Complete the following:
**A)** Translate this sentence from the agreement excerpt into Spanish: "It will notify the Distributor immediately in the event of its expulsion or suspension from FINRA."
**B)** For each statement, say yes or no depending on whether it agrees with the agreement excerpt, and quote the words that decide it. (i) Distributor must make Shares available for sale in every jurisdiction where they are qualified. (ii) Intermediary may use the Fund as an option for an annuity product it sells. (iii) The Board reviews the written report of expenditures at least quarterly.
**C)** Reproduce a passage of the agreement excerpt word for word, starting at the words "BLUE SKY. Intermediary" and stopping after "any particular jurisdiction.".

It will be responsible for the proper instruction and training of all sales personnel employed or registered as a broker or sales representative with Intermediary, in order that the Shares will be offered in accordance with the terms and conditions of this Agreement, and all applicable laws, rules and regulations.

 

  J.

It will notify the Distributor immediately in the event of its expulsion or suspension from FINRA.

 

  K.

If applicable, Intermediary acknowledges that Distributor may be required under any applicable 12b-1 Plan to provide to the Board of Trustees of the Fund Company, and the Board will review, at least quarterly, a written report of the amounts so expended and the purposes for which such expenditures were made. In such case, Intermediary agrees to furnish Distributor and the Fund Company with such information as may reasonably be requested (including, without limitation, periodic certifications confirming the provision to Customers of the services described herein), and will otherwise cooperate with Distributor in connection with preparation of reports to the Board of Trustees concerning this Agreement and the monies paid or payable by Distributor pursuant hereto, as well as any other reports or filings that may be required by law.

 

  L.

It will not use the Fund as an option for any annuity product offered or sold through the Intermediary.

 

VII.

BLUE SKY. Intermediary agrees that Intermediary will not sell or offer for sale Shares in any state or jurisdiction where the Shares have not been qualified for sale. Upon request, Distributor will provide or cause to be provided to Intermediary a current list of the jurisdictions in which the Shares are qualified for sale, but Distributor and the Fund Company shall have no obligation or responsibility to make Shares available for sale to Intermediary’s customers in any particular jurisdiction.

Dataset excerpt:
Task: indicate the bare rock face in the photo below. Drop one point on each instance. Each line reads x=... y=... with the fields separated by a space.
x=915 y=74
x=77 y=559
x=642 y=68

Completed exercise:
**A)** Notificará al Distribuidor de inmediato en caso de su expulsión o suspensión de FINRA.

**B)**
(i) No: "Distributor and the Fund Company shall have no obligation or responsibility to make Shares available for sale to Intermediary’s customers in any particular jurisdiction"
(ii) No: "It will not use the Fund as an option for any annuity product offered or sold through the Intermediary."
(iii) Yes: "the Board will review, at least quarterly, a written report of the amounts so expended"

**C)**
BLUE SKY. Intermediary agrees that Intermediary will not sell or offer for sale Shares in any state or jurisdiction where the Shares have not been qualified for sale. Upon request, Distributor will provide or cause to be provided to Intermediary a current list of the jurisdictions in which the Shares are qualified for sale, but Distributor and the Fund Company shall have no obligation or responsibility to make Shares available for sale to Intermediary’s customers in any particular jurisdiction.